┌─ Texte source

Plan de la fiche sur les
Lettre portugaises (cinquième lettre) de Guilleragues :
Texte complet des Lettres portugaises
Introduction
Cf. fiche sur les
Lettres portugaises.
Pour éconduire un amant… l’oublier ? message de rupture.
Texte étudié
[...]
Cependant je crois que je ne vous souhaite point de mal, et que je me résoudrais à consentir
que vous fussiez heureux ; mais comment pourrez-vous l'être, si vous
avez le coeur bien fait. Je veux vous écrire une autre Lettre, pour
vous faire voir que je serai peut-être plus tranquille dans quelque temps ;
que j'aurai de plaisir de pouvoir vous reprocher vos procédés
injustes après que je n'en serai plus si vivement touchée, et
lorsque je vous ferai connaître que je vous méprise, que je parle
avec beaucoup d'indifférence de votre trahison, que j'ai oublié tous
mes plaisirs et toutes mes douleurs, et que je ne me souviens de vous que lorsque
je veux m'en souvenir ! Je demeure d'accord que vous avez de grands avantages
sur moi, et que vous m'avez donné une passion qui m'a fait perdre la
raison, mais vous devez en tirer peu de vanité ; j'étais
jeune, j'étais crédule, on m'avait enfermée dans ce couvent
depuis mon enfance, je n'avais vu que des gens désagréables,
je n'avais jamais entendu les louanges que vous me donniez incessamment, il
me semblait que je vous devais les charmes et la beauté que vous me trouviez, et
dont vous me faisiez apercevoir, j'entendais dire du bien de vous, tout le
monde me parlait en votre faveur, vous faisiez tout ce qu'il fallait pour me
donner de l'amour ; mais je suis, enfin, revenue de cet enchantement,
vous m'avez donné de grands secours, et j'avoue que j'en avais un extrême
besoin : En vous renvoyant vos Lettres, je garderai soigneusement les
deux dernières que vous m'avez écrites, et je les relirai encore
plus souvent que je n'ai lu les premières, afin de ne retomber plus
dans mes faiblesses. Ah ! qu'elles me coûtent cher, et que j'aurais été heureuse,
si vous eussiez voulu souffrir que je vous eusse toujours aimé. Je connais
bien que je suis encore un peu trop occupée de mes reproches et de votre
infidélité ; mais souvenez-vous que je me suis promis un état
plus paisible, et que j'y parviendrai, ou que je prendrai contre moi quelque
résolution extrême, que vous apprendrez sans beaucoup de déplaisir ;
mais je ne veux plus rien de vous, je suis une folle de redire les mêmes
choses si souvent, il faut vous quitter et ne penser plus à vous, je
crois même que je ne vous écrirai plus, suis-je obligée
de vous rendre un compte exact de tous mes divers mouvements ?

└─
┌─ Données fournies

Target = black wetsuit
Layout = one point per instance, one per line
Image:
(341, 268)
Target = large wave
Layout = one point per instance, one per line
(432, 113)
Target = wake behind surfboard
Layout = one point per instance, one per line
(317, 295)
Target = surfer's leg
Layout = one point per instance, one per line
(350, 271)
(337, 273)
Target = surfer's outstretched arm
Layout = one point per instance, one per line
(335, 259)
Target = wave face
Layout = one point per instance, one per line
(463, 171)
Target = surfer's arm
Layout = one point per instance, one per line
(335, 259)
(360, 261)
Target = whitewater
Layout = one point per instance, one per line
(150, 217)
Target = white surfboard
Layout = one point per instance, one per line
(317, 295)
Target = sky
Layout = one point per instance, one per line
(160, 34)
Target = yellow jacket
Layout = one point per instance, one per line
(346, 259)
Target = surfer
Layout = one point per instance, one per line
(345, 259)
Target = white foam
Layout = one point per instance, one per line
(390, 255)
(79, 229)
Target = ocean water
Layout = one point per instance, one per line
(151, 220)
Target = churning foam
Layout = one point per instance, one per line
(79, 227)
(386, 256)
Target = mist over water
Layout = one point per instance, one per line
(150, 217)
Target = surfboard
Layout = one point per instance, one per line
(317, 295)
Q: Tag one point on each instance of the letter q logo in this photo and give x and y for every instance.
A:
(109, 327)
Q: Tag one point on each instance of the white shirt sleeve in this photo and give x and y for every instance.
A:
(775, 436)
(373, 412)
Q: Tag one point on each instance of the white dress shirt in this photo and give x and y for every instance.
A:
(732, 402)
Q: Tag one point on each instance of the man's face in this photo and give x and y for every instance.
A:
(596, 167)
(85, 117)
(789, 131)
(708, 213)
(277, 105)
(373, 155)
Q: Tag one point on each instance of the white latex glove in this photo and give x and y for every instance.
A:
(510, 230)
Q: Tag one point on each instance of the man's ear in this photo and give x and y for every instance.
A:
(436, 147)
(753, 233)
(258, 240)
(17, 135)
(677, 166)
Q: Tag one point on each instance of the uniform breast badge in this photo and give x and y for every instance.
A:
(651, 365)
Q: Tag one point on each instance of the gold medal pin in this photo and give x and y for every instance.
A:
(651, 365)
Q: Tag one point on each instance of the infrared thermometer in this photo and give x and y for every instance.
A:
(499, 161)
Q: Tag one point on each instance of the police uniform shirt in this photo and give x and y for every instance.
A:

└─

À faire:
**A.** Recopiez l'extrait en commençant à « Plan de la fiche » et en terminant à « message de rupture. ».
**B.** D'après l'extrait, quelles lettres la personne qui écrit compte-t-elle garder en renvoyant les autres ?
Les données sont un ensemble à part, sans rapport avec l'extrait.

Réponses:
**A.**
Plan de la fiche sur les
Lettre portugaises (cinquième lettre) de Guilleragues :
Texte complet des Lettres portugaises
Introduction
Cf. fiche sur les
Lettres portugaises.
Pour éconduire un amant… l’oublier ? message de rupture.

**B.** Les deux dernières qu'il lui a écrites.